**Exercise:**
Lay out every one of the records below as a numbered list, one line per item, and drop any blank lines.

++++++

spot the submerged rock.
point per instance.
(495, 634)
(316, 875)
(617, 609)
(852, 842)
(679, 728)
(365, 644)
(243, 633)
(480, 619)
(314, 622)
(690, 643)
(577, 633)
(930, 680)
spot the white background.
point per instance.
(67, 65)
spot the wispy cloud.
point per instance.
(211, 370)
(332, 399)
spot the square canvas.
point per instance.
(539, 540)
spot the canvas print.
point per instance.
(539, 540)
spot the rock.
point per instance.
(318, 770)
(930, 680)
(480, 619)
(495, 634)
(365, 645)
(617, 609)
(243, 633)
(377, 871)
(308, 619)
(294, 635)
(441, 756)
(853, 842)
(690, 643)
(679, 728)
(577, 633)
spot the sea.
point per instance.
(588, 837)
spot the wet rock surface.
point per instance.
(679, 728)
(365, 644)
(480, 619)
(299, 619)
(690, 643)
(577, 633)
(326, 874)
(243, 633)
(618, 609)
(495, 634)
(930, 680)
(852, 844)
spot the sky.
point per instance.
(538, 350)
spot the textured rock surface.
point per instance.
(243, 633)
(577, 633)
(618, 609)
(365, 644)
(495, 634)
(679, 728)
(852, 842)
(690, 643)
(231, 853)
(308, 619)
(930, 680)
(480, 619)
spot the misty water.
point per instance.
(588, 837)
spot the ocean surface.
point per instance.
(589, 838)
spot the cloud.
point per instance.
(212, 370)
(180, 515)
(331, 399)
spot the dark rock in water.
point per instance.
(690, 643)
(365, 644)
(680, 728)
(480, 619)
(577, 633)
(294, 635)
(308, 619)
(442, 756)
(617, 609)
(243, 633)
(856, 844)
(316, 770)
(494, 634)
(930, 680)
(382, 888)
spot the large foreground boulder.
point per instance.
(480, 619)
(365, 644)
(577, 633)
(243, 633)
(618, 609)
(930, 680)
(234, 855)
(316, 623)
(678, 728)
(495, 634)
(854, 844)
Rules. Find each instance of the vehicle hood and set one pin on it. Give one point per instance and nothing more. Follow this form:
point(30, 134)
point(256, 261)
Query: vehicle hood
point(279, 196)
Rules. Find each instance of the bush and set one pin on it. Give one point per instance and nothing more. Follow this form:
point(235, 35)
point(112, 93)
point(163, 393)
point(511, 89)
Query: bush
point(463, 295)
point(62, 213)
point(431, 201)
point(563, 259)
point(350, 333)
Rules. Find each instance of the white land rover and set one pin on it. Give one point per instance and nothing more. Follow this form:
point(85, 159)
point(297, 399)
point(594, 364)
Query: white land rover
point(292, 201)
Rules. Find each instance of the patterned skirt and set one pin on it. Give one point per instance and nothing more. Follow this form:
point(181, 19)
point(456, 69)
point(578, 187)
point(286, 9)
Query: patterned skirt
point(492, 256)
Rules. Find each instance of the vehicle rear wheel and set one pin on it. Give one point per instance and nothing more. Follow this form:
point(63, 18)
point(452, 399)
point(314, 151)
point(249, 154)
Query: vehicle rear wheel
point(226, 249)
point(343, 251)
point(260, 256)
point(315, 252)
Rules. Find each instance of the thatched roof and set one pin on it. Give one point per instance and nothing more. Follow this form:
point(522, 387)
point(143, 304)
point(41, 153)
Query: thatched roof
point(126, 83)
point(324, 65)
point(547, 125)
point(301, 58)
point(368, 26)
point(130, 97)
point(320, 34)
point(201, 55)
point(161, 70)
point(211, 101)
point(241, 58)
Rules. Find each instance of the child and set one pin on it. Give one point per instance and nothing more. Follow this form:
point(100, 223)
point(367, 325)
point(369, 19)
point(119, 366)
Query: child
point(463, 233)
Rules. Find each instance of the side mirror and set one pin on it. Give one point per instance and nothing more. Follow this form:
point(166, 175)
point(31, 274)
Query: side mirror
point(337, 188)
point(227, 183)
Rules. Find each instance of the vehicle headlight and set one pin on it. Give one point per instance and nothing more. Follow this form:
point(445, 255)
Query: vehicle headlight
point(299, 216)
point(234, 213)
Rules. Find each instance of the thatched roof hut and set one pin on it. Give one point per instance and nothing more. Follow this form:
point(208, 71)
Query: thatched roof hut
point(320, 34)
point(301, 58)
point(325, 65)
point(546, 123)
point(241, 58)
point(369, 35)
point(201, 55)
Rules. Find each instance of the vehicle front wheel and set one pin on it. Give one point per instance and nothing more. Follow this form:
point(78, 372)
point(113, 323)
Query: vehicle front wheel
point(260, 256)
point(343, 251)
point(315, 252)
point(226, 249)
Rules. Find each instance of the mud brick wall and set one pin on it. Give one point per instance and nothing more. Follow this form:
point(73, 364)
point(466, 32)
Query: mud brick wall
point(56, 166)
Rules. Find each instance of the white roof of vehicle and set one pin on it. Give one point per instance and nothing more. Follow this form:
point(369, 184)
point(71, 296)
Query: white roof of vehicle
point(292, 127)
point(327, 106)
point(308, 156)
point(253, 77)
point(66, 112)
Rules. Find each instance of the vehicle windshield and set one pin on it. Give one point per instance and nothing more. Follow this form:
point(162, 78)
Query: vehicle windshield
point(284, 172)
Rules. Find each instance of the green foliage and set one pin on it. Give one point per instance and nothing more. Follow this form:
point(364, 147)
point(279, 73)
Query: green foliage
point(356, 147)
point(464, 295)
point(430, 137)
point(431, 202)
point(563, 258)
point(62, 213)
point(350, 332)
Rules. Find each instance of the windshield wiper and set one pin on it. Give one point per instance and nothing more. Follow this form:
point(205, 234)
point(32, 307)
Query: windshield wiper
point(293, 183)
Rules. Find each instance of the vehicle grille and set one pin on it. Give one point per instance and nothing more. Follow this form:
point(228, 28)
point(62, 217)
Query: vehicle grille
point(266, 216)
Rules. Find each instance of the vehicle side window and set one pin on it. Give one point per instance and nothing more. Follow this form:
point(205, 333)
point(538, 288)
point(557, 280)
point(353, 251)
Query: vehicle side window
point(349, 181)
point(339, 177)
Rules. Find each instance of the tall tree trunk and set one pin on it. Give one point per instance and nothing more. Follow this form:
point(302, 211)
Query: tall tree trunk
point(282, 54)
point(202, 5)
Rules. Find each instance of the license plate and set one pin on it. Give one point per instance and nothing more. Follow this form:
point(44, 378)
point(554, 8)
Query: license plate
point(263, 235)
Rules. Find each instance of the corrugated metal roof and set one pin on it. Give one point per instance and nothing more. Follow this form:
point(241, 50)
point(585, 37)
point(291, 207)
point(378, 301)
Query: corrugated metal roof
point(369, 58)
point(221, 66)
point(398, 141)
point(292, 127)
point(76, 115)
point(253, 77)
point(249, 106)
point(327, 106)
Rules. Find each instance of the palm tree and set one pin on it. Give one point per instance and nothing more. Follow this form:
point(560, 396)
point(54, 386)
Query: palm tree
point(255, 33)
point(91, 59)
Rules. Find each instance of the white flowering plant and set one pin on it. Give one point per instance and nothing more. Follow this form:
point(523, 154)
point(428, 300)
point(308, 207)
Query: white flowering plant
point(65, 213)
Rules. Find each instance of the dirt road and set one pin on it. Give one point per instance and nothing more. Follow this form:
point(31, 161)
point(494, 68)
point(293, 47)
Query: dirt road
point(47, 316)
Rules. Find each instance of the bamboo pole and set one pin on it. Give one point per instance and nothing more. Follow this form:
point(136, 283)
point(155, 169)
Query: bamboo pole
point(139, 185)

++++++

**Solution to this problem:**
1. spot the submerged rock.
2. point per instance.
3. (495, 634)
4. (316, 875)
5. (617, 609)
6. (852, 842)
7. (679, 728)
8. (365, 644)
9. (243, 633)
10. (480, 619)
11. (314, 622)
12. (690, 643)
13. (577, 633)
14. (930, 680)
15. spot the white background.
16. point per instance.
17. (67, 65)
18. spot the wispy cloud.
19. point per instance.
20. (211, 370)
21. (332, 399)
22. spot the square canvas.
23. point per instance.
24. (539, 540)
25. spot the canvas print.
26. point per instance.
27. (539, 540)
28. spot the rock.
29. point per instance.
30. (318, 770)
31. (930, 680)
32. (480, 619)
33. (495, 634)
34. (365, 645)
35. (617, 609)
36. (243, 633)
37. (377, 871)
38. (308, 619)
39. (294, 635)
40. (441, 756)
41. (853, 842)
42. (690, 643)
43. (679, 728)
44. (577, 633)
45. spot the sea.
46. point per instance.
47. (588, 837)
48. spot the wet rock surface.
49. point per instance.
50. (679, 728)
51. (365, 644)
52. (480, 619)
53. (299, 619)
54. (690, 643)
55. (577, 633)
56. (326, 874)
57. (243, 633)
58. (618, 609)
59. (495, 634)
60. (930, 680)
61. (852, 844)
62. spot the sky.
63. point per instance.
64. (538, 350)
65. spot the textured rock surface.
66. point per instance.
67. (243, 633)
68. (577, 633)
69. (618, 609)
70. (365, 644)
71. (495, 634)
72. (679, 728)
73. (852, 842)
74. (690, 643)
75. (231, 853)
76. (308, 619)
77. (930, 680)
78. (480, 619)
79. spot the misty water.
80. point per instance.
81. (588, 837)
82. spot the ocean surface.
83. point per instance.
84. (589, 838)
85. spot the cloud.
86. point per instance.
87. (212, 370)
88. (180, 515)
89. (331, 399)
90. spot the dark rock in water.
91. point per instance.
92. (690, 643)
93. (365, 644)
94. (680, 728)
95. (480, 619)
96. (577, 633)
97. (294, 635)
98. (308, 619)
99. (442, 756)
100. (617, 609)
101. (243, 633)
102. (856, 844)
103. (316, 770)
104. (494, 634)
105. (930, 680)
106. (382, 888)
107. spot the large foreground boulder.
108. point per instance.
109. (480, 619)
110. (365, 644)
111. (577, 633)
112. (243, 633)
113. (618, 609)
114. (930, 680)
115. (234, 855)
116. (316, 623)
117. (678, 728)
118. (495, 634)
119. (854, 844)
120. Rules. Find each instance of the vehicle hood and set one pin on it. Give one point per instance and nothing more. Follow this form:
121. point(30, 134)
122. point(256, 261)
123. Query: vehicle hood
124. point(279, 196)
125. Rules. Find each instance of the bush and set one pin on it. Give one point per instance and nothing more. Follow this form:
126. point(235, 35)
127. point(112, 93)
128. point(163, 393)
129. point(511, 89)
130. Query: bush
131. point(463, 295)
132. point(62, 213)
133. point(431, 201)
134. point(563, 259)
135. point(350, 333)
136. Rules. Find each instance of the white land rover and set one pin on it. Give one point per instance and nothing more. Follow this form:
137. point(85, 159)
138. point(297, 399)
139. point(594, 364)
140. Query: white land rover
141. point(292, 201)
142. Rules. Find each instance of the patterned skirt and set one pin on it. Give one point per instance and nothing more. Follow this form:
143. point(181, 19)
144. point(456, 69)
145. point(578, 187)
146. point(286, 9)
147. Query: patterned skirt
148. point(492, 256)
149. Rules. Find each instance of the vehicle rear wheel and set one pin on it. Give one point per instance and nothing more. Follow this form:
150. point(63, 18)
151. point(452, 399)
152. point(314, 151)
153. point(249, 154)
154. Query: vehicle rear wheel
155. point(226, 249)
156. point(343, 251)
157. point(260, 256)
158. point(315, 252)
159. Rules. Find each instance of the thatched roof and set one pin on it. Give one point per instance and nothing more. Follow this form:
160. point(522, 387)
161. point(143, 304)
162. point(41, 153)
163. Query: thatched roof
164. point(126, 83)
165. point(324, 65)
166. point(547, 125)
167. point(301, 58)
168. point(368, 26)
169. point(130, 97)
170. point(320, 34)
171. point(201, 55)
172. point(161, 70)
173. point(211, 101)
174. point(241, 58)
175. Rules. Find each instance of the child and set one pin on it. Give one point per instance and nothing more. Follow this form:
176. point(100, 223)
177. point(367, 325)
178. point(369, 19)
179. point(119, 366)
180. Query: child
181. point(463, 233)
182. Rules. Find each instance of the side mirror and set one pin on it. Give one point per instance and nothing more. Follow this form:
183. point(166, 175)
184. point(31, 274)
185. Query: side mirror
186. point(337, 188)
187. point(227, 183)
188. Rules. Find each instance of the vehicle headlight and set one pin on it. Give one point per instance and nothing more. Follow this form:
189. point(445, 255)
190. Query: vehicle headlight
191. point(299, 216)
192. point(234, 213)
193. Rules. Find each instance of the thatched roof hut and set one pin on it. Give one point per instance and nothing more. Follow this form:
194. point(208, 71)
195. Query: thatched roof hut
196. point(320, 34)
197. point(301, 58)
198. point(325, 65)
199. point(546, 123)
200. point(241, 58)
201. point(369, 35)
202. point(201, 55)
203. Rules. Find each instance of the vehicle front wheel and set one pin on it. Give one point per instance and nothing more. Follow this form:
204. point(78, 372)
205. point(113, 323)
206. Query: vehicle front wheel
207. point(260, 256)
208. point(343, 251)
209. point(315, 252)
210. point(226, 249)
211. Rules. Find each instance of the mud brick wall and set one pin on it. Give one point per instance and nothing more. Follow this form:
212. point(73, 364)
213. point(466, 32)
214. Query: mud brick wall
215. point(56, 166)
216. Rules. Find each instance of the white roof of vehicle and set one pin on it. Give one point per instance and nothing more. Follow this form:
217. point(369, 184)
218. point(71, 296)
219. Query: white roof of vehicle
220. point(292, 127)
221. point(327, 106)
222. point(308, 156)
223. point(253, 77)
224. point(66, 112)
225. Rules. Find each instance of the vehicle windshield and set one pin on it. Give one point per instance and nothing more. Follow this form:
226. point(162, 78)
227. Query: vehicle windshield
228. point(284, 172)
229. Rules. Find each instance of the green foliage and set one pin on it. Give one point per instance and nothing more. Follow this form:
230. point(364, 147)
231. point(279, 73)
232. Query: green foliage
233. point(356, 147)
234. point(464, 295)
235. point(430, 137)
236. point(431, 202)
237. point(563, 258)
238. point(62, 213)
239. point(350, 332)
240. Rules. Find each instance of the windshield wiper and set one pin on it. Give one point per instance and nothing more. Follow this form:
241. point(205, 234)
242. point(32, 307)
243. Query: windshield wiper
244. point(293, 183)
245. Rules. Find each instance of the vehicle grille and set one pin on it. Give one point per instance and nothing more. Follow this form:
246. point(228, 28)
247. point(62, 217)
248. Query: vehicle grille
249. point(266, 216)
250. Rules. Find each instance of the vehicle side window and set one pin on it. Give one point per instance and nothing more. Follow this form:
251. point(205, 333)
252. point(538, 288)
253. point(557, 280)
254. point(353, 251)
255. Query: vehicle side window
256. point(349, 181)
257. point(339, 177)
258. Rules. Find each instance of the tall tree trunk and set one pin on it. Give one point per instance and nothing more. Follow this form:
259. point(302, 211)
260. Query: tall tree trunk
261. point(282, 54)
262. point(202, 5)
263. Rules. Find each instance of the license plate and set one pin on it. Give one point per instance and nothing more. Follow this form:
264. point(44, 378)
265. point(554, 8)
266. Query: license plate
267. point(263, 235)
268. Rules. Find each instance of the corrugated metal roof and set one pin on it. Give one point per instance and nothing more. Follow this form:
269. point(241, 50)
270. point(585, 37)
271. point(291, 207)
272. point(378, 301)
273. Query: corrugated metal roof
274. point(369, 58)
275. point(221, 66)
276. point(398, 141)
277. point(292, 127)
278. point(76, 115)
279. point(253, 77)
280. point(249, 106)
281. point(327, 106)
282. Rules. Find each instance of the palm tree and set one pin on it. Give one point per instance and nothing more. Follow this form:
283. point(560, 396)
284. point(54, 386)
285. Query: palm tree
286. point(255, 33)
287. point(91, 59)
288. Rules. Find each instance of the white flowering plant and set one pin on it. Give one point per instance and nothing more. Follow this form:
289. point(523, 154)
290. point(428, 300)
291. point(308, 207)
292. Query: white flowering plant
293. point(65, 213)
294. Rules. Find each instance of the dirt road and set one pin on it. Give one point per instance and nothing more. Follow this form:
295. point(31, 161)
296. point(494, 68)
297. point(293, 47)
298. Query: dirt road
299. point(47, 316)
300. Rules. Find each instance of the bamboo pole and set one pin on it. Give one point per instance and nothing more. Follow this form:
301. point(136, 283)
302. point(155, 169)
303. Query: bamboo pole
304. point(139, 185)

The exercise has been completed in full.